▶ Page extract:
Adolescence is a difficult time for all, a period of waiting, in a sense, for the rain to end and everything to make the kind of sense you’ve been led to believe life is supposed to make only to finally see that the thing about life is there is no sense to be made of it. After the Rain (恋は雨上がりのように, Koi wa Ameagari no yo ni), adapted from the popular manga by Jun Mayuzuki, is touted as an admittedly creepy age gap romance between a confused teen and a melancholy middle-aged man but thankfully arrives at something more thoughtful and less problematic in its philosophical look at self-imposed inertia seen through the lenses of age and youth.
High school girl Akira (Nana Komatsu) loves nothing more than running but her record-breaking track career was brought to an abrupt halt by a ruptured achilles tendon. Having given up on her athletic dreams, she now spends her “free” time on a part-time job in a diner-style “family restaurant”. Unbeknownst to all, the reason Akira took the job was that the restaurant’s manager, 45-year-old divorced father Kondo (Yo Oizumi), was once nice to her after her accident and now she’s developed an almighty crush on his mild-mannered charms.
While Akira is processing the loss of her future as a top runner, Kondo is trying to get over not only the failure of his marriage but of his own dreams of literary success. Jealous of a college friend with a bestseller, Kondo has barely written anything in years and has all but resigned himself to a lifetime of managing a low-level chain restaurant in suburbia.

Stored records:
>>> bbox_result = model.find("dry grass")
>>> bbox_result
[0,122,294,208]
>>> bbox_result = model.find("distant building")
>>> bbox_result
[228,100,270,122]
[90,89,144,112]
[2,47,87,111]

▶ Complete the following:
(1) Check the statements below against the review of After the Rain, and for each one answer yes or no, quoting the words of the review that settle it. (a) Akira's track career was cut short by a ruptured achilles tendon. (b) Kondo is a 45-year-old widower. (c) Kondo has written a bestseller.
(2) Carry the review of After the Rain forward from its last sentence.

▶ Results for each task:
(1)
(a) Yes: "her record-breaking track career was brought to an abrupt halt by a ruptured achilles tendon"
(b) No: "45-year-old divorced father Kondo"
(c) No: "Jealous of a college friend with a bestseller, Kondo has barely written anything in years"

(2)
Kondo, for all his faults, is essentially a good guy whose major problem in life is being too nice. Needless to say, he’s not enthused by Akira’s surprise declaration of love and understands that it could cause him a lot of trouble but even so he wants to help her get over whatever it is that makes her think an affair with an older guy might be a good idea. Realising that her misplaced crush is most likely a displacement activity born of her grief for her racing career, Kondo sets about trying to coax Akira back towards something more positive than unwise romance through genial paternal attention even if she finds his attempts to make clear that he is only prepared to offer friendly support somewhat frustrating.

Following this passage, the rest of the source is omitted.